• _Problem statement_:
Rewrite the lines below as a JSON list of strings, with one string for each line and no entries for blank lines.

--

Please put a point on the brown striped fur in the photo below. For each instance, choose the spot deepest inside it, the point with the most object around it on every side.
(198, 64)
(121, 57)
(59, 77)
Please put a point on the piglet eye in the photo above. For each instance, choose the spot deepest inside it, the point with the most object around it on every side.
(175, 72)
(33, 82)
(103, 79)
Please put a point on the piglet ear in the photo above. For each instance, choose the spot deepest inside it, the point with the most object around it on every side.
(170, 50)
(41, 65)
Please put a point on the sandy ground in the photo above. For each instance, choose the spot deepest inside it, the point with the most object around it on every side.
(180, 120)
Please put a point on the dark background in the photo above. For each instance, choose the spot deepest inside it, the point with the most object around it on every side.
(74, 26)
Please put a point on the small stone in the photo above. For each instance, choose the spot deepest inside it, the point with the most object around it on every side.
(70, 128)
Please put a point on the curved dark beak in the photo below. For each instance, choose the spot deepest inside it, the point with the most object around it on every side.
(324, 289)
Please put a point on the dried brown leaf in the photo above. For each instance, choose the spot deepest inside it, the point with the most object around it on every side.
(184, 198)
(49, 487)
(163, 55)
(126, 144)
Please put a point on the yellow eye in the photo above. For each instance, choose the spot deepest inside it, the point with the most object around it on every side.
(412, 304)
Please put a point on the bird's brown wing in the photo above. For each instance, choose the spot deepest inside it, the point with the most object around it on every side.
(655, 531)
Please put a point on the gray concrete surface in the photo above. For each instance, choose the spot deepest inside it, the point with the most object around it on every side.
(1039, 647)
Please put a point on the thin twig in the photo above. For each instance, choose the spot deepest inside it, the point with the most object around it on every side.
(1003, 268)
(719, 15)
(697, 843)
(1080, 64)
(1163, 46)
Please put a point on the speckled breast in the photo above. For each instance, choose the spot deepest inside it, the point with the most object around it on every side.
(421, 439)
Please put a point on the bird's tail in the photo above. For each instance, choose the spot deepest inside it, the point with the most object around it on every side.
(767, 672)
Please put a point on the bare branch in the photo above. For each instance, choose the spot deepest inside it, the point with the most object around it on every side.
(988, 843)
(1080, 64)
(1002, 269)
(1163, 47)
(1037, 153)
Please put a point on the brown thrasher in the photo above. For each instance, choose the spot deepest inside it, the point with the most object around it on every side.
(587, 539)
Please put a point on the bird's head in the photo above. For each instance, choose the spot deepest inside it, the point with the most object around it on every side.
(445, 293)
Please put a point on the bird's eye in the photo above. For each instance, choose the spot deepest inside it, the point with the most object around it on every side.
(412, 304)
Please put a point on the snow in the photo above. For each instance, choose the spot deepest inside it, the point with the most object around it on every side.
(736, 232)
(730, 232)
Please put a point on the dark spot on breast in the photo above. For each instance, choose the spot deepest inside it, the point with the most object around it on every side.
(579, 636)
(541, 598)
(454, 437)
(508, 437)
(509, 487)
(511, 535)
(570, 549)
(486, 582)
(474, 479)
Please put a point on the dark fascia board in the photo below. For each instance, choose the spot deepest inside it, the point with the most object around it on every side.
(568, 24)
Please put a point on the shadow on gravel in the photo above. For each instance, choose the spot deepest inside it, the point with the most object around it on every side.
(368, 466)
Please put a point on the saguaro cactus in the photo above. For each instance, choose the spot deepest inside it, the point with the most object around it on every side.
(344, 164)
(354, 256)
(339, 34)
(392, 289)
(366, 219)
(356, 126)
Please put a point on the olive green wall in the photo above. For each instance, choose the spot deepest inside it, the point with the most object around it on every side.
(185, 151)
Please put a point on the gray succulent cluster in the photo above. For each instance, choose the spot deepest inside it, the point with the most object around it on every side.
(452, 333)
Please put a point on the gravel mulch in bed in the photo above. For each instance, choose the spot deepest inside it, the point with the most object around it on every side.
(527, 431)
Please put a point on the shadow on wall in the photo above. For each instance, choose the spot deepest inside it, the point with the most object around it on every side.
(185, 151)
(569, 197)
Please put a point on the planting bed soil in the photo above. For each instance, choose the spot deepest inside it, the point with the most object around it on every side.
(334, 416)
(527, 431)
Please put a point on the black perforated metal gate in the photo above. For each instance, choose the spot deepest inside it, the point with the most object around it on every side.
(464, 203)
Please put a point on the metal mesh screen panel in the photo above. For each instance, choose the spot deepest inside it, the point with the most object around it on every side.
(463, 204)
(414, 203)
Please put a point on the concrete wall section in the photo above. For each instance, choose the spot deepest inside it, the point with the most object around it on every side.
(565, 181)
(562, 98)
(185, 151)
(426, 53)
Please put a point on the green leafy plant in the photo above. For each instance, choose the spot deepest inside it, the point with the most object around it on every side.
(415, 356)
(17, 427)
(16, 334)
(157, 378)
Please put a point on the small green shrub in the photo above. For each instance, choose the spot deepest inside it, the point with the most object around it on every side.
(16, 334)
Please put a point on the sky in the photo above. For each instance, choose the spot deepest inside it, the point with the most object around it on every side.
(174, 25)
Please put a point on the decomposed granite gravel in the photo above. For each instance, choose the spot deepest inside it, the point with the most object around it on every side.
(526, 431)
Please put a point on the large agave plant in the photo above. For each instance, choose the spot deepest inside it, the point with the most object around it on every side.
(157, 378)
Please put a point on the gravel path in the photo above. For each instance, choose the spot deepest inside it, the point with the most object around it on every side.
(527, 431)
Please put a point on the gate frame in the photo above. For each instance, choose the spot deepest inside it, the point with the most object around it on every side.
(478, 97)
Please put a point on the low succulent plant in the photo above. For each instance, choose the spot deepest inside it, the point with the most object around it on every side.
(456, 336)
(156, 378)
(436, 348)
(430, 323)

--

• _Output of the exercise_:
[
  "Please put a point on the brown striped fur in the photo below. For each instance, choose the spot deepest inside it, the point with the most object around it on every side.",
  "(198, 64)",
  "(121, 57)",
  "(59, 77)",
  "Please put a point on the piglet eye in the photo above. For each instance, choose the spot deepest inside it, the point with the most object around it on every side.",
  "(175, 72)",
  "(33, 82)",
  "(103, 79)",
  "Please put a point on the piglet ear in the photo above. For each instance, choose the spot deepest inside it, the point with the most object around it on every side.",
  "(170, 50)",
  "(41, 65)",
  "Please put a point on the sandy ground in the photo above. For each instance, choose the spot deepest inside it, the point with the most object around it on every side.",
  "(180, 120)",
  "Please put a point on the dark background in the photo above. For each instance, choose the spot deepest inside it, the point with the most object around it on every side.",
  "(74, 26)",
  "Please put a point on the small stone in the photo above. For each instance, choose the spot deepest inside it, the point with the most object around it on every side.",
  "(70, 128)",
  "Please put a point on the curved dark beak in the photo below. For each instance, choose the spot deepest inside it, the point with the most object around it on every side.",
  "(324, 289)",
  "Please put a point on the dried brown leaf in the photo above. For each instance, choose the spot deepest inside it, the point with the most object around it on every side.",
  "(184, 198)",
  "(49, 487)",
  "(163, 55)",
  "(126, 144)",
  "Please put a point on the yellow eye in the photo above. For each instance, choose the spot deepest inside it, the point with the most object around it on every side.",
  "(412, 304)",
  "Please put a point on the bird's brown wing in the photo above. For each instance, choose the spot deepest inside it, the point with the most object around it on every side.",
  "(655, 531)",
  "Please put a point on the gray concrete surface in the photo above. For each instance, choose the spot deepest inside it, the point with the most object around it on every side.",
  "(1039, 647)",
  "Please put a point on the thin twig in the photo above. For each instance, choose the spot deepest inside it, the point with the most object around it on every side.",
  "(1003, 268)",
  "(719, 15)",
  "(697, 843)",
  "(1080, 64)",
  "(1163, 46)",
  "Please put a point on the speckled breast in the photo above. For each instance, choose the spot deepest inside it, the point with the most object around it on every side.",
  "(421, 439)",
  "Please put a point on the bird's tail in the photo above. For each instance, choose the spot deepest inside it, the point with the most object around it on every side.",
  "(767, 672)",
  "Please put a point on the bare branch in the photo above. For each instance, choose the spot deepest inside it, the point with the most object around it on every side.",
  "(988, 843)",
  "(1080, 64)",
  "(1002, 269)",
  "(1163, 47)",
  "(1037, 153)",
  "Please put a point on the brown thrasher in the photo above. For each instance, choose the spot deepest inside it, the point with the most object around it on every side.",
  "(587, 539)",
  "Please put a point on the bird's head in the photo above. For each instance, choose the spot deepest inside it, the point with the most object around it on every side.",
  "(445, 293)",
  "Please put a point on the bird's eye in the photo above. For each instance, choose the spot deepest inside it, the point with the most object around it on every side.",
  "(412, 304)",
  "Please put a point on the snow in the photo above. For each instance, choose the spot deepest inside it, the point with the most object around it on every side.",
  "(736, 232)",
  "(730, 232)",
  "Please put a point on the dark spot on breast in the photo above. For each instance, choose the spot deepest inside it, the point with the most object around it on every side.",
  "(579, 636)",
  "(541, 598)",
  "(454, 437)",
  "(508, 437)",
  "(509, 487)",
  "(511, 535)",
  "(570, 549)",
  "(486, 582)",
  "(474, 479)",
  "Please put a point on the dark fascia board in the photo below. For each instance, choose the spot deepest inside it, the point with the most object around it on every side.",
  "(568, 24)",
  "Please put a point on the shadow on gravel in the photo above. For each instance, choose the spot deepest inside it, the point with the most object around it on every side.",
  "(368, 466)",
  "Please put a point on the saguaro cactus in the photo above. For each instance, choose the spot deepest inside it, the point with the most object around it on every side.",
  "(344, 164)",
  "(354, 256)",
  "(339, 34)",
  "(392, 289)",
  "(366, 219)",
  "(356, 126)",
  "Please put a point on the olive green wall in the photo above. For each instance, choose the spot deepest inside it, the point with the most object around it on every side.",
  "(185, 151)",
  "Please put a point on the gray succulent cluster in the photo above. For each instance, choose the spot deepest inside it, the point with the most object around it on every side.",
  "(452, 333)",
  "Please put a point on the gravel mulch in bed in the photo above. For each instance, choose the spot deepest inside it, the point with the most object around it on every side.",
  "(527, 431)",
  "Please put a point on the shadow on wall in the photo above. For each instance, choose the spot deepest inside it, the point with the most object around it on every side.",
  "(185, 151)",
  "(569, 197)",
  "Please put a point on the planting bed soil in the photo above. For each instance, choose the spot deepest inside it, the point with the most object around it on every side.",
  "(334, 416)",
  "(527, 431)",
  "Please put a point on the black perforated metal gate in the photo above. For each instance, choose the spot deepest inside it, the point with the most object around it on every side.",
  "(464, 203)",
  "Please put a point on the metal mesh screen panel in the photo above. For each instance, choose the spot deepest inside it, the point with the most object around it on every side.",
  "(463, 204)",
  "(414, 203)",
  "Please put a point on the concrete wall section in the photo above. For each instance, choose the spot deepest inside it, the point with the most object around it on every side.",
  "(565, 181)",
  "(562, 98)",
  "(185, 151)",
  "(426, 53)",
  "Please put a point on the green leafy plant in the photo above. For each instance, choose the spot deepest inside it, the point with the most object around it on every side.",
  "(415, 356)",
  "(17, 427)",
  "(16, 334)",
  "(157, 378)",
  "Please put a point on the small green shrub in the photo above. For each instance, choose the spot deepest inside it, the point with the most object around it on every side.",
  "(16, 334)",
  "Please put a point on the sky in the photo above. For each instance, choose the spot deepest inside it, the point with the most object around it on every side.",
  "(174, 25)",
  "Please put a point on the decomposed granite gravel in the photo above. For each instance, choose the spot deepest inside it, the point with the most object around it on every side.",
  "(526, 431)",
  "Please put a point on the large agave plant in the photo above. For each instance, choose the spot deepest inside it, the point with the most object around it on every side.",
  "(157, 378)",
  "Please put a point on the gravel path in the photo above. For each instance, choose the spot deepest inside it, the point with the most object around it on every side.",
  "(527, 431)",
  "Please put a point on the gate frame in the photo above. For each instance, choose the spot deepest inside it, the point with the most object around it on every side.",
  "(478, 97)",
  "Please put a point on the low succulent plant in the photo above. For each instance, choose the spot deepest inside it, the point with the most object around it on every side.",
  "(456, 336)",
  "(156, 378)",
  "(436, 348)",
  "(430, 323)"
]